▸ **Text section**:
┏━━
From Deseret News archives:
LDS choir likely to get call in '02
That's according to Don Mischer, the veteran ceremony producer hired by the Salt Lake Organizing Committee to put together the 2002 show.
"We want to use them for sure. There's no question," Mischer said of The Church of Jesus Christ of Latter-day Saints' famed choir. "They're an institution." Several months ago, a top NBC official said the network, which paid a record $544 million for the right to broadcast the 2002 Games in the United States, wanted the choir to perform for the same reason.
Indeed, added Salt Lake Organizing Committee president Mitt Romney, also in Sydney, "We would be honored to have this world-renowned choir participate in our opening ceremonies." He noted, however, that "SLOC has not made a formal invitation to the Mormon Tabernacle Choir, nor have we finalized our plans for ceremonies."
Even if the choir does participate, Mischer said, it's important to avoid turning the ceremonies at the University of Utah's Rice-Eccles Stadium into a history lesson for billions of television viewers around the world.
For instance, there likely won't be a segment on the LDS Church, he said. What role, if any, the church's influence on Utah will play in the opening ceremonies is still being discussed with SLOC.
"These things cannot be historical pageants. Last night was about as far as you could go," Mischer told Utah reporters here Saturday local time.
He was referring to the four-hour spectacle in front of 110,000 people that marked the beginning of the 2000 Summer Games here Friday night local time.
Sydney organizers used everything from sacred Aboriginal ceremonies to fire-breathing stilt-walkers to suburbanites with lawn mowers to tell Australia's story.
The show relied on a heavy dose of larrikinism, an Australian term for irreverence, wit and mistrust of authority that emerged as British convicts settled the rugged continent.
There were also some spectacular effects, including the use of cables strung across the open-air field to lift performers and props high into the air.
Add an estimated 12,600 performers and a 4,600-member production crew to the mix, and it's clear it would be hard for Salt Lake City to top Sydney's effort.
Both Mischer and Romney said that's not their intent. Instead, Salt Lake organizers hope to present more of a "winter wonderland," warmed by local hospitality.
That hospitality could include, for the first time, scripted interaction between Olympic athletes and spectators in the stands. Traditionally, the athletes simply march into the stadium.
┗━━
▸ **Excerpted data**:
┏━━
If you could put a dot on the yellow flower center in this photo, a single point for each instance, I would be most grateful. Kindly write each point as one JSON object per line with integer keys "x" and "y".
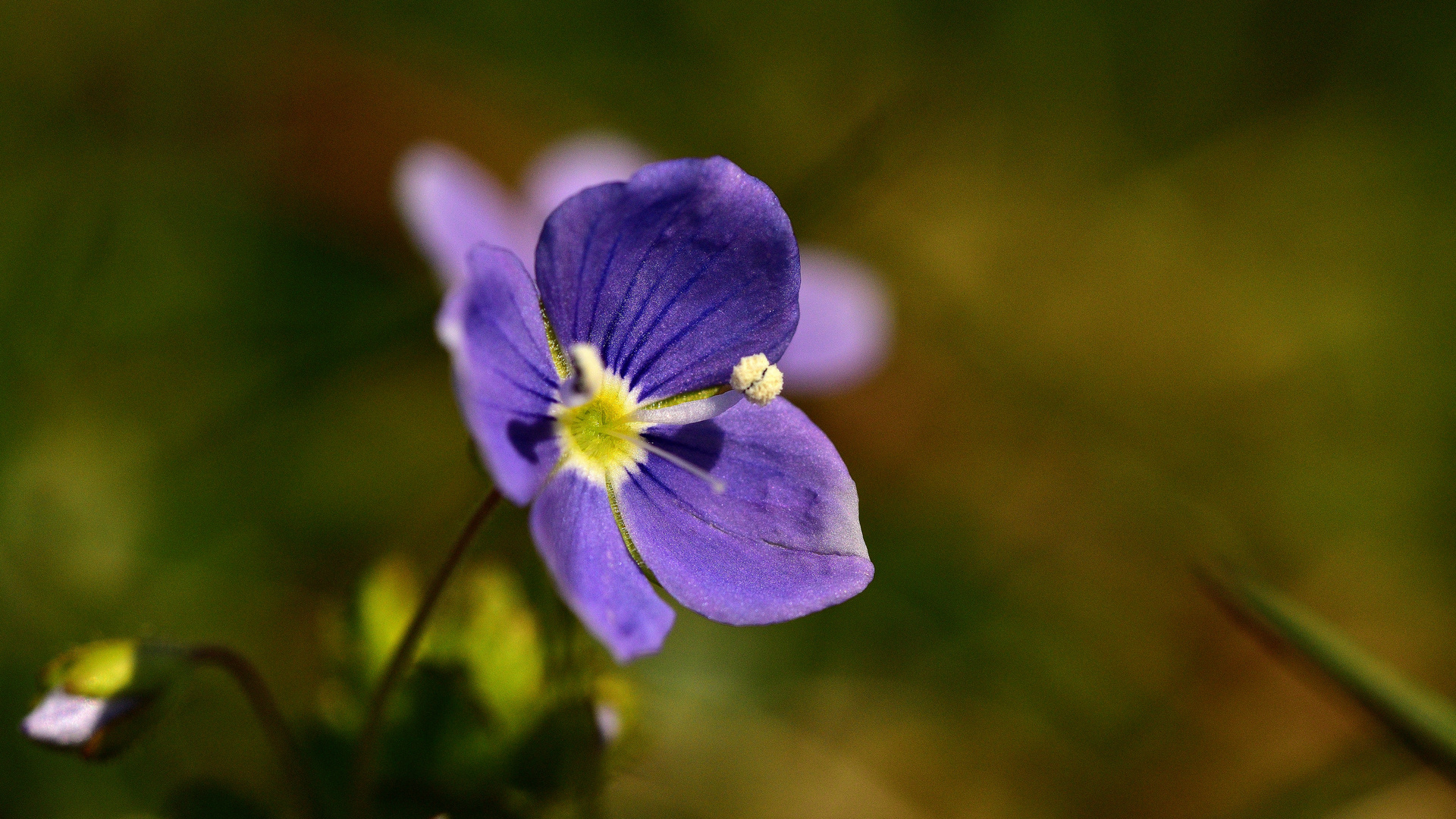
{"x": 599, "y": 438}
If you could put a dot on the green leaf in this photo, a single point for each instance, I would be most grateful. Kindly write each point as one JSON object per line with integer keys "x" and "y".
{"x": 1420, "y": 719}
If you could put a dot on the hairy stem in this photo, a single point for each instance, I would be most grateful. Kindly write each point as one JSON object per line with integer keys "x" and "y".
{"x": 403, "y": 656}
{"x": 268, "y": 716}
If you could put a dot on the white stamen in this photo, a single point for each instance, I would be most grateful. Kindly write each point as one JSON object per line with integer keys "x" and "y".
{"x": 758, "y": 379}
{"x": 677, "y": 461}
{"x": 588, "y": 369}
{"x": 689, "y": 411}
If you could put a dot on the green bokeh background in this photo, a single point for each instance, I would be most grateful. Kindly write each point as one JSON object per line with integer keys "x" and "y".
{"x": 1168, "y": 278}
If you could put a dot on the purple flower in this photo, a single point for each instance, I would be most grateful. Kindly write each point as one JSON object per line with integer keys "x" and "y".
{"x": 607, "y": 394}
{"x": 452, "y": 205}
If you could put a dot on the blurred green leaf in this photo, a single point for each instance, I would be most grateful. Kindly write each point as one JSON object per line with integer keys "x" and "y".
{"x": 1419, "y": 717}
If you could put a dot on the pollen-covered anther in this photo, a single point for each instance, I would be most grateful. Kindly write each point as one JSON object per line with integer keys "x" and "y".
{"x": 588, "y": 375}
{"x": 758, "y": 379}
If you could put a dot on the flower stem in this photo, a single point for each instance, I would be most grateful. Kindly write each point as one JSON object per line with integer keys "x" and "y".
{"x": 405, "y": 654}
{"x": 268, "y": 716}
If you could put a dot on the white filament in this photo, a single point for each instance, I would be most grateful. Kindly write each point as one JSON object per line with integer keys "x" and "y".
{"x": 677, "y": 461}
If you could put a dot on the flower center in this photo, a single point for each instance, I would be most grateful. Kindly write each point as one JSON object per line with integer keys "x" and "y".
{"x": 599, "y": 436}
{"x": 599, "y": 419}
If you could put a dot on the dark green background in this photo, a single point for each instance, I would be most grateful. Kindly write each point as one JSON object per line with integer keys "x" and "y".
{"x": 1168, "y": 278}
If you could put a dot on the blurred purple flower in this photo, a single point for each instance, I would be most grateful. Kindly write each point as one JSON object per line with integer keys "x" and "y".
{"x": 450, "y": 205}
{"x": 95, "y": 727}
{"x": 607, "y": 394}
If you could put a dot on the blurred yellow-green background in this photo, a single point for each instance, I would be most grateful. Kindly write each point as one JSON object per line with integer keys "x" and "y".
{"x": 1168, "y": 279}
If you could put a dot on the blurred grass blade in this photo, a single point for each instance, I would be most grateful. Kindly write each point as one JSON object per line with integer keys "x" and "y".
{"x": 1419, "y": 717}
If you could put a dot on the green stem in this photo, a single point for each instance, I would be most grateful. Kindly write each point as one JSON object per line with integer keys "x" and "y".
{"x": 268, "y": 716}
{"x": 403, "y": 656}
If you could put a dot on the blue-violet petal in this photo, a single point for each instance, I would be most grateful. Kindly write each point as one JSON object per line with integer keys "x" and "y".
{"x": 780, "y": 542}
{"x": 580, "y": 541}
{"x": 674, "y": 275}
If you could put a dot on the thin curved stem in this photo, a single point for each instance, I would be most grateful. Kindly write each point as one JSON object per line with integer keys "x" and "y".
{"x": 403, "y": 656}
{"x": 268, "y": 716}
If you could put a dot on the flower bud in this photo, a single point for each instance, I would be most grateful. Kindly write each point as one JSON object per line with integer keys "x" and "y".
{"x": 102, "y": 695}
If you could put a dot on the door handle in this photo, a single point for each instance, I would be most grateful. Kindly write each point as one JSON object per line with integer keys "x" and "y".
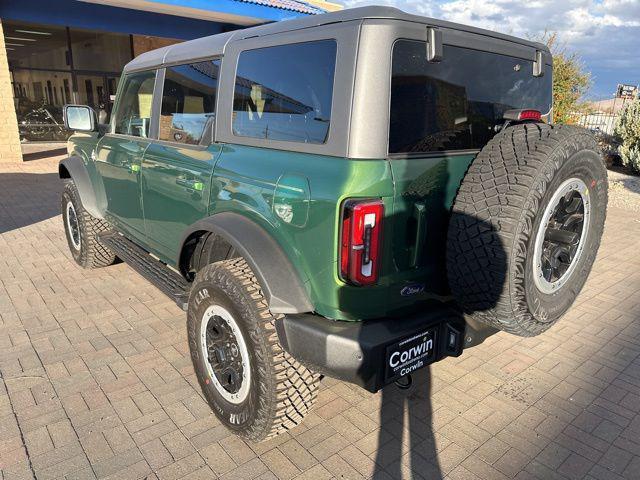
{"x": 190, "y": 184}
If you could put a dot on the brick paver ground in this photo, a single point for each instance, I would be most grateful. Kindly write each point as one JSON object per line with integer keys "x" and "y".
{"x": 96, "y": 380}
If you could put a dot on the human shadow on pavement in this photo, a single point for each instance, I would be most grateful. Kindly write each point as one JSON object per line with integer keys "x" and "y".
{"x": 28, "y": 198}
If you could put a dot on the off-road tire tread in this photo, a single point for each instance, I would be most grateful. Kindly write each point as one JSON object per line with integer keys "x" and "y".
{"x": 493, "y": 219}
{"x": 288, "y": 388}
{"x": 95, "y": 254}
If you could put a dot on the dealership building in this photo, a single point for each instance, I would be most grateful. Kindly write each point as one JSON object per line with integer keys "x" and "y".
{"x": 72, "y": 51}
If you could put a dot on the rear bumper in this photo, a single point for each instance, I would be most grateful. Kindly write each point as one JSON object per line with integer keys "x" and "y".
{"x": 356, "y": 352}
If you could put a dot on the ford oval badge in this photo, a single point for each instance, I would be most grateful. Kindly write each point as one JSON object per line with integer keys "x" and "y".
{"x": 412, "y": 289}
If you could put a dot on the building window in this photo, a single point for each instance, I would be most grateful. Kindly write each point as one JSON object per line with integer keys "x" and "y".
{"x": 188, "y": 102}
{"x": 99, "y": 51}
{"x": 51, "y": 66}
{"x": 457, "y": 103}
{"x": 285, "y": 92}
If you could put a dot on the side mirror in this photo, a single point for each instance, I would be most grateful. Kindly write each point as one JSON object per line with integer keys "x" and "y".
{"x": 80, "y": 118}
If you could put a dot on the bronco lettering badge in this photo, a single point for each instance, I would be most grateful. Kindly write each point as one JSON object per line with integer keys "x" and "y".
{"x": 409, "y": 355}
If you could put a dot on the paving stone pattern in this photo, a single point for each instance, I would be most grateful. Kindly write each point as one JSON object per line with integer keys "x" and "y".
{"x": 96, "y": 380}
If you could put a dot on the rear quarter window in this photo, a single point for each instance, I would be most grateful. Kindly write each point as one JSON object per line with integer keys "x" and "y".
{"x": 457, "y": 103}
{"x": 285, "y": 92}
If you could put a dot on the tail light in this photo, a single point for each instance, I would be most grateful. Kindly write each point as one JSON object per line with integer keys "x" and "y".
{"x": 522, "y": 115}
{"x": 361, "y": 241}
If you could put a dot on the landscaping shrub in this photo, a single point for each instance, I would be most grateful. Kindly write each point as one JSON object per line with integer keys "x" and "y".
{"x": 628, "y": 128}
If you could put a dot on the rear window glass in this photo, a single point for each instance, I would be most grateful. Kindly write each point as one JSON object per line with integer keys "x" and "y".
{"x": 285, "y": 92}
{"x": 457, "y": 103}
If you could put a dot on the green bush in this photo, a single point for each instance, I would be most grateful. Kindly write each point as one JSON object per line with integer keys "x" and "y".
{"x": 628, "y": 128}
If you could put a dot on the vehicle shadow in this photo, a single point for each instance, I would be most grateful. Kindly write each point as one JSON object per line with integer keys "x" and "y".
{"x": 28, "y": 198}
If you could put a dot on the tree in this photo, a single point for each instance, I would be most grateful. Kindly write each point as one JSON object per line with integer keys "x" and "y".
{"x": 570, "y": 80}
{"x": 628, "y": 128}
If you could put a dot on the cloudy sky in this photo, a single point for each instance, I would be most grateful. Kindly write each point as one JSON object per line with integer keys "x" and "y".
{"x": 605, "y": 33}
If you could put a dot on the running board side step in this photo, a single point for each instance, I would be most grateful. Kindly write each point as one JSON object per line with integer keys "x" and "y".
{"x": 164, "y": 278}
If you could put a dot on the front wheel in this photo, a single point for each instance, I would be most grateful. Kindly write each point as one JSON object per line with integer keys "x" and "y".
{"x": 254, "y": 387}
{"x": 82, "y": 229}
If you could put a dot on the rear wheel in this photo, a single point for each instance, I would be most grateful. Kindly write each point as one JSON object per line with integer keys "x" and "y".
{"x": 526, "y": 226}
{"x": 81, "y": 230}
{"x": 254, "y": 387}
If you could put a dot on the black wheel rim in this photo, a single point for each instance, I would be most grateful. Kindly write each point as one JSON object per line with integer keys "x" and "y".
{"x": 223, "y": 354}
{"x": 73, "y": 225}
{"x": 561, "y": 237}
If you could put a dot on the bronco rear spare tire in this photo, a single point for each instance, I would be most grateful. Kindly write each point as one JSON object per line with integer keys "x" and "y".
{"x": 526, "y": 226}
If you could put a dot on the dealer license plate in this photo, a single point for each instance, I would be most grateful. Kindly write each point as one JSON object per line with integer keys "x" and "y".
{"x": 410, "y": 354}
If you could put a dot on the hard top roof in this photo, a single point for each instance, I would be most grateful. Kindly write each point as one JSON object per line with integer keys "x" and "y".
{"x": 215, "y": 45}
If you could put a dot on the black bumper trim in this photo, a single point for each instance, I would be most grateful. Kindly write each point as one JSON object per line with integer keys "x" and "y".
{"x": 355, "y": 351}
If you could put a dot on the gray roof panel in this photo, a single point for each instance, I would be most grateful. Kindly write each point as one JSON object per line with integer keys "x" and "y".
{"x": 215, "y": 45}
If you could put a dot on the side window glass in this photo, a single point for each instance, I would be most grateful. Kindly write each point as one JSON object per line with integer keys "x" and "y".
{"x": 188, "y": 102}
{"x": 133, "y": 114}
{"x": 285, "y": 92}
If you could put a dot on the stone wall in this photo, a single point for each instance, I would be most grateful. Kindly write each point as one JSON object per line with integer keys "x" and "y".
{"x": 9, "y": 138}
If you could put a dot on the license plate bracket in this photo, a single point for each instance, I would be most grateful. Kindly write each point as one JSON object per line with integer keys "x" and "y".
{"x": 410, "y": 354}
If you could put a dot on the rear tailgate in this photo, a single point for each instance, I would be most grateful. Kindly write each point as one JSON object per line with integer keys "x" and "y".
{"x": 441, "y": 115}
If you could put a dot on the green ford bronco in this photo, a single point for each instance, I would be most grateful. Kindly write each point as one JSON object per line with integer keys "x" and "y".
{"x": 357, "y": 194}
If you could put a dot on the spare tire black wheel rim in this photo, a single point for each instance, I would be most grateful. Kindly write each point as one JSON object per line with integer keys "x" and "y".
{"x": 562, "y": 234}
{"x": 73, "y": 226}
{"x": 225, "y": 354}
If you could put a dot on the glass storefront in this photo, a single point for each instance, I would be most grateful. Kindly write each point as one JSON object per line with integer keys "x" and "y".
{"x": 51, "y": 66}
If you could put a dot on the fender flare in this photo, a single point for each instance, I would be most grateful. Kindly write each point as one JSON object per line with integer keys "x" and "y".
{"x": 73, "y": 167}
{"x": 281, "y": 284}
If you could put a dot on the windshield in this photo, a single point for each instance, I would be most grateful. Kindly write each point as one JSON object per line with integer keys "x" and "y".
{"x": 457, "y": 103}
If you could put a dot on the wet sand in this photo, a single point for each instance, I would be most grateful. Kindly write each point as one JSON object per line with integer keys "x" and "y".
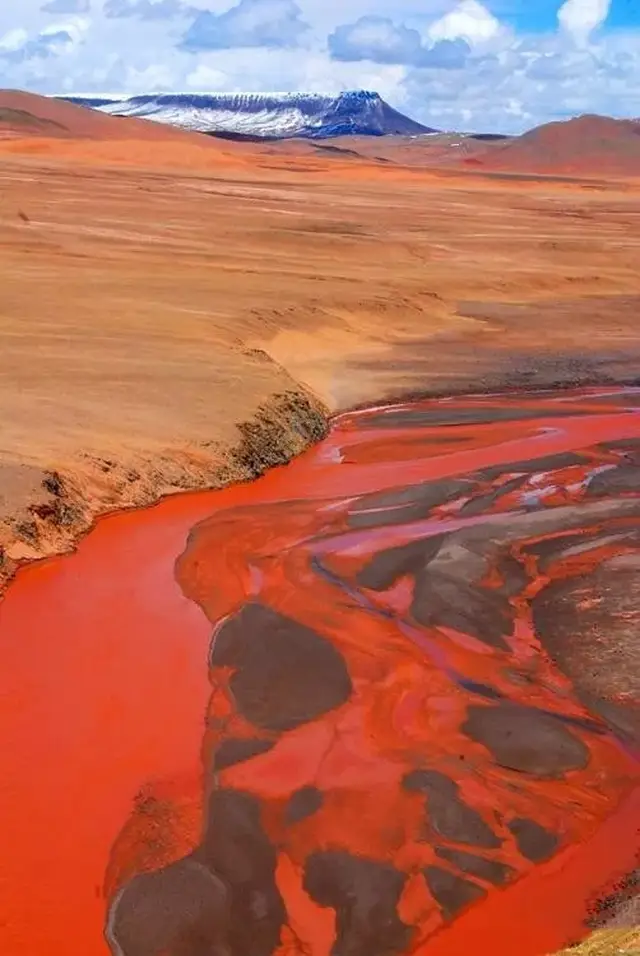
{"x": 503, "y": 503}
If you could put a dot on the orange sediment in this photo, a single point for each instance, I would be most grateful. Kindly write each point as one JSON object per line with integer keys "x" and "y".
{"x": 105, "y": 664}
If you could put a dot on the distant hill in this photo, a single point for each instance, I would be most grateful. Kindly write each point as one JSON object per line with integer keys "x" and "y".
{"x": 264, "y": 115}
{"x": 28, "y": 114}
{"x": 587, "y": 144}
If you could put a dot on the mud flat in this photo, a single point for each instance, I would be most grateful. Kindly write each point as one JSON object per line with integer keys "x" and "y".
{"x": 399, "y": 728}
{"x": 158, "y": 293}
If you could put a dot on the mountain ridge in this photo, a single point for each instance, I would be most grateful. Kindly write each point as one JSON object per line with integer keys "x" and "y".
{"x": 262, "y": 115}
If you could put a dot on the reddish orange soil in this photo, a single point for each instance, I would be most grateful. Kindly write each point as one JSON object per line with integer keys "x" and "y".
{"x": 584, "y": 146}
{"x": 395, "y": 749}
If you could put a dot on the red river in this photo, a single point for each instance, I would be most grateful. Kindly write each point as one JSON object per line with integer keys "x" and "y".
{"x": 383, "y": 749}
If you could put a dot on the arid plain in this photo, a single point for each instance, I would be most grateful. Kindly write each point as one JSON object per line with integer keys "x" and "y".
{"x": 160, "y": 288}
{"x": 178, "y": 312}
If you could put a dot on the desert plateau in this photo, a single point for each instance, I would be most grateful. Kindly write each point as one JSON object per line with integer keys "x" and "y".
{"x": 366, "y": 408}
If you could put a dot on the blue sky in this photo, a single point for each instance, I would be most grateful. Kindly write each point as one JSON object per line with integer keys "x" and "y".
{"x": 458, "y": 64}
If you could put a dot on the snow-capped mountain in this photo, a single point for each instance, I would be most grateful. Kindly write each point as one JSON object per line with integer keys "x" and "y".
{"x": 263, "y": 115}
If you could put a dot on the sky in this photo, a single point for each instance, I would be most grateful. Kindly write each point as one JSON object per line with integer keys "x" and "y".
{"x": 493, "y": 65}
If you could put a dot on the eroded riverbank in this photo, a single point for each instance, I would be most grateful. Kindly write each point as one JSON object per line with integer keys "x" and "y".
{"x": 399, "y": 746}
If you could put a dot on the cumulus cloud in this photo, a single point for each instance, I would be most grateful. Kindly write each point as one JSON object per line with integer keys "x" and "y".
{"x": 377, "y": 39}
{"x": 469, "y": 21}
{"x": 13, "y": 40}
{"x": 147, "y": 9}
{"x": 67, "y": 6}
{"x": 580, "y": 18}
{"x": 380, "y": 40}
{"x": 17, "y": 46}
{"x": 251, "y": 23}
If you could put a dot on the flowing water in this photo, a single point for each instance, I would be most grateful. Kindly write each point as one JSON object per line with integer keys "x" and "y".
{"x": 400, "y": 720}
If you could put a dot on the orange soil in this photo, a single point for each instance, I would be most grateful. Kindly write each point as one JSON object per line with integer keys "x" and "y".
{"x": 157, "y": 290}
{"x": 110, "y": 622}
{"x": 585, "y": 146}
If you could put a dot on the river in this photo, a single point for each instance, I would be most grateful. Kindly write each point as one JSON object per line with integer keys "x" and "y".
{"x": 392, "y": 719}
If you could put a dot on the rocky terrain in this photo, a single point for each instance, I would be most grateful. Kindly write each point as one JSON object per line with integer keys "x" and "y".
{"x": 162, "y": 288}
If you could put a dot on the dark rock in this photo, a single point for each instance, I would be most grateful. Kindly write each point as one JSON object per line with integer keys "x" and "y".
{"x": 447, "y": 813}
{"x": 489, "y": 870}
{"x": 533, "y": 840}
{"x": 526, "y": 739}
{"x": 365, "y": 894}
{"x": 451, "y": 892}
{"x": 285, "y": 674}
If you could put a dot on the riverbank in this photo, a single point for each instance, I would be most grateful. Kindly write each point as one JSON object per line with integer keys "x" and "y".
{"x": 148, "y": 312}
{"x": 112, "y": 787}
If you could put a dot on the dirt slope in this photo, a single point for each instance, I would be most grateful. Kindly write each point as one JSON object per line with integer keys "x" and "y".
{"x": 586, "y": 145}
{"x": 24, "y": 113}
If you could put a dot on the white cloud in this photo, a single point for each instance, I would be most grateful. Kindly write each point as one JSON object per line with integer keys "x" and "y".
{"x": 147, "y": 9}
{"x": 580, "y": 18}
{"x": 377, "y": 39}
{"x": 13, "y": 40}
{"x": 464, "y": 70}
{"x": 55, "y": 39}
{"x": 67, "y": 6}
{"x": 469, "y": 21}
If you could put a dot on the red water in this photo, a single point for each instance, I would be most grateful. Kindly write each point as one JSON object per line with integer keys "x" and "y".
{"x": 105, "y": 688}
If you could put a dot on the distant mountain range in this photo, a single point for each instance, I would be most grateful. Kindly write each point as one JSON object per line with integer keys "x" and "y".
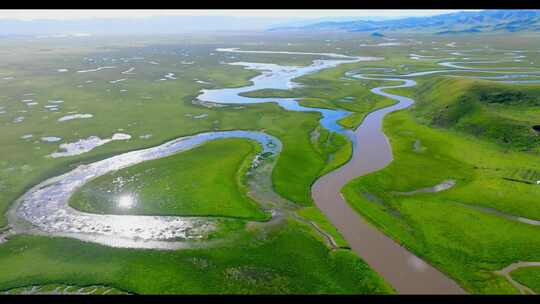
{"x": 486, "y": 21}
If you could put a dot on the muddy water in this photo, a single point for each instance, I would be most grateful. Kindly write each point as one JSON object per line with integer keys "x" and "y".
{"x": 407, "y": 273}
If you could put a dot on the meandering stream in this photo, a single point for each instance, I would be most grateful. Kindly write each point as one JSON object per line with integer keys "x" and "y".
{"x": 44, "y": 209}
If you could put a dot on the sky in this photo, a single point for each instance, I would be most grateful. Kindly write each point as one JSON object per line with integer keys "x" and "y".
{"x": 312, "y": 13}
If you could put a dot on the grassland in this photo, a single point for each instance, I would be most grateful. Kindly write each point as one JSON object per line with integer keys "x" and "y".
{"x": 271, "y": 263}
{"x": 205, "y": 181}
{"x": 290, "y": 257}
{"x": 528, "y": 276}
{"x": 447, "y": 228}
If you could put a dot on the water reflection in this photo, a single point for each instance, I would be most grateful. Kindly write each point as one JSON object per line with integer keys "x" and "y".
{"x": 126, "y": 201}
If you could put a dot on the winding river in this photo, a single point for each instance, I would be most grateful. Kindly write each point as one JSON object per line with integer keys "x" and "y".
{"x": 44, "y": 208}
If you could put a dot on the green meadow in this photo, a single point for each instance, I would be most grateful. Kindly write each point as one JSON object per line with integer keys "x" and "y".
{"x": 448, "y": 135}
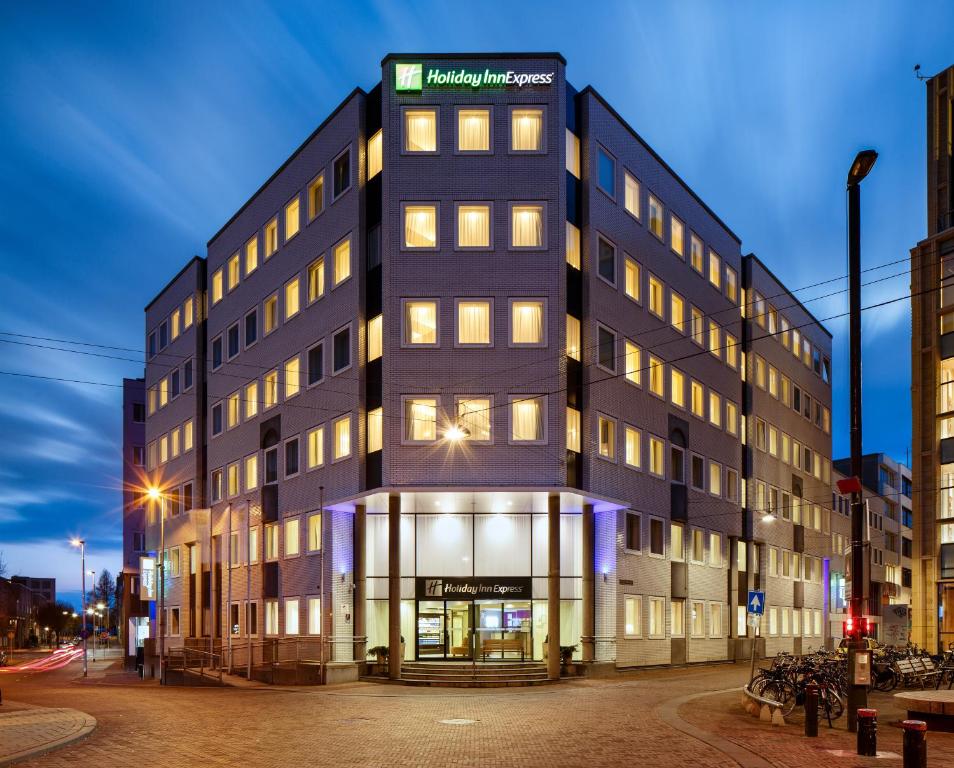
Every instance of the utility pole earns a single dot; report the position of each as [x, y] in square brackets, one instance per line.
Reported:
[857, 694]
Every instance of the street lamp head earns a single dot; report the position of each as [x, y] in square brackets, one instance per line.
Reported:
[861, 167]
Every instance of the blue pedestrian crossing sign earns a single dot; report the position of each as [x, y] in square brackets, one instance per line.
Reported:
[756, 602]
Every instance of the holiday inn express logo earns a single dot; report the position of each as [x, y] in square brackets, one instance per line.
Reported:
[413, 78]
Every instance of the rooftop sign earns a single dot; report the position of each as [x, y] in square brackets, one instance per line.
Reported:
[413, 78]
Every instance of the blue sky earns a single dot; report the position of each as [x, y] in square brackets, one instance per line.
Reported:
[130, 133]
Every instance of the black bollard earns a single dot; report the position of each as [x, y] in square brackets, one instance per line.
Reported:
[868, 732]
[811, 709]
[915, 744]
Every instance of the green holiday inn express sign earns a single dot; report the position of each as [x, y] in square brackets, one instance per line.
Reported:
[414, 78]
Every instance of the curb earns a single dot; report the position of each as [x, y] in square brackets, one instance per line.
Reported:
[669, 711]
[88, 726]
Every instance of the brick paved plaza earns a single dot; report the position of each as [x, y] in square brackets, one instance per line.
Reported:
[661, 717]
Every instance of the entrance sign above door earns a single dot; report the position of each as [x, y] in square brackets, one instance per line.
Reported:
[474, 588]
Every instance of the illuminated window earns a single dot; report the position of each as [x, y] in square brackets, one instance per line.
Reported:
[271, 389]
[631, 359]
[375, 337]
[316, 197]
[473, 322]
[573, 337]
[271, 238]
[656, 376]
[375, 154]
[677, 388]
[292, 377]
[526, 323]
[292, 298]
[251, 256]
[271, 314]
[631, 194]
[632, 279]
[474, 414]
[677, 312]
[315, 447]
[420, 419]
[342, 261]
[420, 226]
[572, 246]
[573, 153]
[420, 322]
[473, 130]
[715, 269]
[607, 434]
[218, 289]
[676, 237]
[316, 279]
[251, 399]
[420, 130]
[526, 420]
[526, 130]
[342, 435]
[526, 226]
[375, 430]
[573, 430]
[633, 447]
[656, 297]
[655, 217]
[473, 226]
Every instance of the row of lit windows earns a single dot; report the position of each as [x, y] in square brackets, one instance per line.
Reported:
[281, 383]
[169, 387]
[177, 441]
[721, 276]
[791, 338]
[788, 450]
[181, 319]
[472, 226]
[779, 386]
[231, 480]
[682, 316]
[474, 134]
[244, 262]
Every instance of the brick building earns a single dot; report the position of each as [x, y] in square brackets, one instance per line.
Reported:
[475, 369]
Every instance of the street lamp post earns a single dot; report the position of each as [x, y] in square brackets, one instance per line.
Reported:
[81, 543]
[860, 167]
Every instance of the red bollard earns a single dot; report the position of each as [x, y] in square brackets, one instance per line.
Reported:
┗━━
From the news article on the choir and the 2002 opening ceremonies, copy word for word the passage that begins at "Sydney organizers used" and stops after "the rugged continent.".

▸ **Answer to this task**:
Sydney organizers used everything from sacred Aboriginal ceremonies to fire-breathing stilt-walkers to suburbanites with lawn mowers to tell Australia's story.
The show relied on a heavy dose of larrikinism, an Australian term for irreverence, wit and mistrust of authority that emerged as British convicts settled the rugged continent.